BEGIN THE INPUT
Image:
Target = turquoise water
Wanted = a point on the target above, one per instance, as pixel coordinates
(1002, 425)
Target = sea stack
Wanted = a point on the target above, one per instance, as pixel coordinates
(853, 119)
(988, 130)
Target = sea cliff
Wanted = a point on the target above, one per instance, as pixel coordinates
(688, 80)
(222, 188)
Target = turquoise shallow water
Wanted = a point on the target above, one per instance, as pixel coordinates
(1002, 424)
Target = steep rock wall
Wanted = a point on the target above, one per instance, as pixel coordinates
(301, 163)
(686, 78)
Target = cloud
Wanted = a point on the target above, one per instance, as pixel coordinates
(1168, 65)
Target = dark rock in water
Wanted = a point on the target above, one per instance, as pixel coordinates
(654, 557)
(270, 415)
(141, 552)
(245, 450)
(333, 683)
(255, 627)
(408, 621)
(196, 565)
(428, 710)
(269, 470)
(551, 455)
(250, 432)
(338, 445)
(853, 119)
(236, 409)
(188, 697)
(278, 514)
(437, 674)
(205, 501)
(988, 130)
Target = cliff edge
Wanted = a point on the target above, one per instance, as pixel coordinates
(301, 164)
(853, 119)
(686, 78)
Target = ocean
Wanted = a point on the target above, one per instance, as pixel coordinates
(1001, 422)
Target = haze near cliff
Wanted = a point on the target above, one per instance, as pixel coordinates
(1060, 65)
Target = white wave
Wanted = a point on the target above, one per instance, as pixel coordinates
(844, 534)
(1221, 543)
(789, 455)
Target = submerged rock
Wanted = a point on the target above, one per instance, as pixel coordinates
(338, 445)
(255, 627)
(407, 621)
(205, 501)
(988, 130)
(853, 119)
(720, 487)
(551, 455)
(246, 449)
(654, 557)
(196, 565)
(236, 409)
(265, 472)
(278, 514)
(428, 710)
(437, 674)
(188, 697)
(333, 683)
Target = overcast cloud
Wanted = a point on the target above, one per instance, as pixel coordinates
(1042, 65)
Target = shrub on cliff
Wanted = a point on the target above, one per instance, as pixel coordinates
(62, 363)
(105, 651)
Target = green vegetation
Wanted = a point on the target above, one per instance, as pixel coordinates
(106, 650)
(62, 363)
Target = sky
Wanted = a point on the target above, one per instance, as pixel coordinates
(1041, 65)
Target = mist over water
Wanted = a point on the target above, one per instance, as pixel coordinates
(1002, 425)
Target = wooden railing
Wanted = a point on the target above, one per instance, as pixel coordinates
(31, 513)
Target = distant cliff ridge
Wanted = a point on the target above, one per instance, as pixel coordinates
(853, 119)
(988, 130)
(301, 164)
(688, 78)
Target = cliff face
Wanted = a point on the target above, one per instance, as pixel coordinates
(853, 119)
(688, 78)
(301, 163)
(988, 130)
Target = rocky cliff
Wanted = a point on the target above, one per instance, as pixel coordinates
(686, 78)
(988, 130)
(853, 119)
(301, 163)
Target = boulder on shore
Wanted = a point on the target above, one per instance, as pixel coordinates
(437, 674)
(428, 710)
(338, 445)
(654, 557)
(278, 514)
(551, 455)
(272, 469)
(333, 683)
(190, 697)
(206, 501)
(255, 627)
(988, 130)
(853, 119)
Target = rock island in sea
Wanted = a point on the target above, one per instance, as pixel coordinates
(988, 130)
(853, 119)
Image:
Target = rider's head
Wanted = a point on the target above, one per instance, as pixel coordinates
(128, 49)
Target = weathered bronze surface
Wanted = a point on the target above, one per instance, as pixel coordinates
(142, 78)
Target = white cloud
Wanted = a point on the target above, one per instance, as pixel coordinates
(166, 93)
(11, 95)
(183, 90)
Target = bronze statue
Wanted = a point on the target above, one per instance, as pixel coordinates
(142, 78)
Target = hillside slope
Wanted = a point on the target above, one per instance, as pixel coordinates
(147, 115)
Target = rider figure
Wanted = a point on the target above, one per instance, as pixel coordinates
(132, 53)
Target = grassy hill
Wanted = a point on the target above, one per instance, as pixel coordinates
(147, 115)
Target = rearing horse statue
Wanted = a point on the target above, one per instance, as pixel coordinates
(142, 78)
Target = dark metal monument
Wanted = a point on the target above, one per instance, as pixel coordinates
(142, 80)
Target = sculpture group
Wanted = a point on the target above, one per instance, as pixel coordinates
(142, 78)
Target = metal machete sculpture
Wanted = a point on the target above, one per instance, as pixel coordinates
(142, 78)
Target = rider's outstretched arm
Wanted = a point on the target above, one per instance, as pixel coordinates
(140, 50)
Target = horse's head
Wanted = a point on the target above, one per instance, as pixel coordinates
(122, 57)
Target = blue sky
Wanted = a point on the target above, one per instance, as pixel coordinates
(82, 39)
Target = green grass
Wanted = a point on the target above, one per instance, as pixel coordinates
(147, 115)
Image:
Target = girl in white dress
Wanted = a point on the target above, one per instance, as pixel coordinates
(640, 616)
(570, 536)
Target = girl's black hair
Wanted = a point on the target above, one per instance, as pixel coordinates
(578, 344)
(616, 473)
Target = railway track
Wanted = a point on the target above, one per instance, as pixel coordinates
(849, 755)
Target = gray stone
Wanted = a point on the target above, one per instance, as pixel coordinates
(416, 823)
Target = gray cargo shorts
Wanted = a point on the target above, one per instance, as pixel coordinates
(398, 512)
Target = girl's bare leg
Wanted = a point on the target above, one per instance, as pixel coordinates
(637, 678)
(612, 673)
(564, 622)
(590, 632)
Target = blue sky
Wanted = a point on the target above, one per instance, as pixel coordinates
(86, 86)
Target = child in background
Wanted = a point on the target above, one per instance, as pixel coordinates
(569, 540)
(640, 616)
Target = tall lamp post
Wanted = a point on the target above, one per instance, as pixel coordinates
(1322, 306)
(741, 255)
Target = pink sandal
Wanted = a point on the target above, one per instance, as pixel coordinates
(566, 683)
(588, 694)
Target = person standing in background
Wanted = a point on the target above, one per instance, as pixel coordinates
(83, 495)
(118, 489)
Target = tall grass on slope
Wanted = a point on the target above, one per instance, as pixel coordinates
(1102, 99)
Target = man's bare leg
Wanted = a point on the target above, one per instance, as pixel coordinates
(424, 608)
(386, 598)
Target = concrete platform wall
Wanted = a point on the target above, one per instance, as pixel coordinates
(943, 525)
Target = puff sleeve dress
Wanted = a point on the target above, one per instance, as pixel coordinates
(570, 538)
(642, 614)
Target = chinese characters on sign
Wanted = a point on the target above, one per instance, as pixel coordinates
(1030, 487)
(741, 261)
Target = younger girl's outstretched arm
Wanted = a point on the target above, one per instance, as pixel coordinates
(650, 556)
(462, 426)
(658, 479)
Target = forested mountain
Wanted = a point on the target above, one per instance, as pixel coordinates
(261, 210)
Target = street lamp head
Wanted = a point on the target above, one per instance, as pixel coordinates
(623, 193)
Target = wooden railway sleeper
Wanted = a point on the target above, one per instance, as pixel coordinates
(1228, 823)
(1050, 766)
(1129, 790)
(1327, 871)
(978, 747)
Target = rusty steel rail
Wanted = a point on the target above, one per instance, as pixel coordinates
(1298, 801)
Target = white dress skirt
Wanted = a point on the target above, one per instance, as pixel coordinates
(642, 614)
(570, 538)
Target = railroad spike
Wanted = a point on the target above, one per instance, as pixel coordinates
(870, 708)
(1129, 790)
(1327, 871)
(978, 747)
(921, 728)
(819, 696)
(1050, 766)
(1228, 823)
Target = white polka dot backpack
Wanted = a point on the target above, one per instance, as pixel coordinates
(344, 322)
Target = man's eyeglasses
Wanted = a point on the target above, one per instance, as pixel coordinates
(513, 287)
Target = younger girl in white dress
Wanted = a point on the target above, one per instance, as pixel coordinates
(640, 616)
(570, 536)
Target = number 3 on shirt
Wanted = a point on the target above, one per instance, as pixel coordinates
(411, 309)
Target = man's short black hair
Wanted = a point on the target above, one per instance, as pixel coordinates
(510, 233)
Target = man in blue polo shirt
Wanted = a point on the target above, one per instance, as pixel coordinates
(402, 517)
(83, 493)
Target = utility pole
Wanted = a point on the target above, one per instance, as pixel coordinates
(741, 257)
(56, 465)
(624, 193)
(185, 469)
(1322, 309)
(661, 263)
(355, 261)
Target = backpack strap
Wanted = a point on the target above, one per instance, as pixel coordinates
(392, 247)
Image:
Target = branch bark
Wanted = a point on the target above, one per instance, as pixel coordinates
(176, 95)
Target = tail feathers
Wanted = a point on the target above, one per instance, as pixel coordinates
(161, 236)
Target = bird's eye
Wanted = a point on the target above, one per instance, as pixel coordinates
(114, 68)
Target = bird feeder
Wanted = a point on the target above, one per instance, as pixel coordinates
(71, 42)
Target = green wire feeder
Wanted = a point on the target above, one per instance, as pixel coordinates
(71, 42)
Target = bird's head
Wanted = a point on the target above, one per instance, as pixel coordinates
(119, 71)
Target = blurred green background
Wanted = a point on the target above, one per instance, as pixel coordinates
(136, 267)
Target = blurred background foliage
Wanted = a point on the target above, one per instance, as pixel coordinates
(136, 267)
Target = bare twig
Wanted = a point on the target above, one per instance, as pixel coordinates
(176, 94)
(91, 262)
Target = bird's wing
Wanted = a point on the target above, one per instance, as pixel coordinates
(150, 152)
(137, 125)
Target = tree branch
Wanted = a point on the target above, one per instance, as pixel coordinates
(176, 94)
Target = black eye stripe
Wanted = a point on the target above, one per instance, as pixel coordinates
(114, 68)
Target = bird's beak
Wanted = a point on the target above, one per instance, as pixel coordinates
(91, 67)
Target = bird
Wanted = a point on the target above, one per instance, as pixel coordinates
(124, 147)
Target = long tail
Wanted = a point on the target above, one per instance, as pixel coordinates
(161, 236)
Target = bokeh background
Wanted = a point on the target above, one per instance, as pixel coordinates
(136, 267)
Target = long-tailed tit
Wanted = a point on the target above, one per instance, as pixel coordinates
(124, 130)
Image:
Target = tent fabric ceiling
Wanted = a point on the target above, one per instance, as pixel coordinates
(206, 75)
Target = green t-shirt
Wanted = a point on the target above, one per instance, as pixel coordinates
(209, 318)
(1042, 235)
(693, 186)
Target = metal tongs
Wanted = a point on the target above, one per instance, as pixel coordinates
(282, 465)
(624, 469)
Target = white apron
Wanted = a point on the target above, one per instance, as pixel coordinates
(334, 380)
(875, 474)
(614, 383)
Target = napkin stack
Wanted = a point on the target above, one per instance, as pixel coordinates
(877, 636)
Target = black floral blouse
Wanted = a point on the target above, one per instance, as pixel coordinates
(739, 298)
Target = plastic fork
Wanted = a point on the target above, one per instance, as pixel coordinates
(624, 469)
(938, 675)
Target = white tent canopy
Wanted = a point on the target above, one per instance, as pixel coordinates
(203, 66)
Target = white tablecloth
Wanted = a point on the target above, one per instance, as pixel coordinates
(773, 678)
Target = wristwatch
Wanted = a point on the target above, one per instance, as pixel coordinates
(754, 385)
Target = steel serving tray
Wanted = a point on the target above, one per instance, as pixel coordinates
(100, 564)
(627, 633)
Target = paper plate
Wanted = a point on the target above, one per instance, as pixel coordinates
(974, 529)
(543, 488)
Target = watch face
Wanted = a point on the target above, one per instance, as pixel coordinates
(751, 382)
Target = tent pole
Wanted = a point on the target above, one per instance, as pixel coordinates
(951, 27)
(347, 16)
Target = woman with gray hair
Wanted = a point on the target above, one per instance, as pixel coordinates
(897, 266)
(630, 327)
END THE INPUT
■ **PROBLEM TO SOLVE**
Select all lines in the listing above where the word "steel" appears, and show them.

■ **REPLY**
Target = rusty steel rail
Target = steel serving tray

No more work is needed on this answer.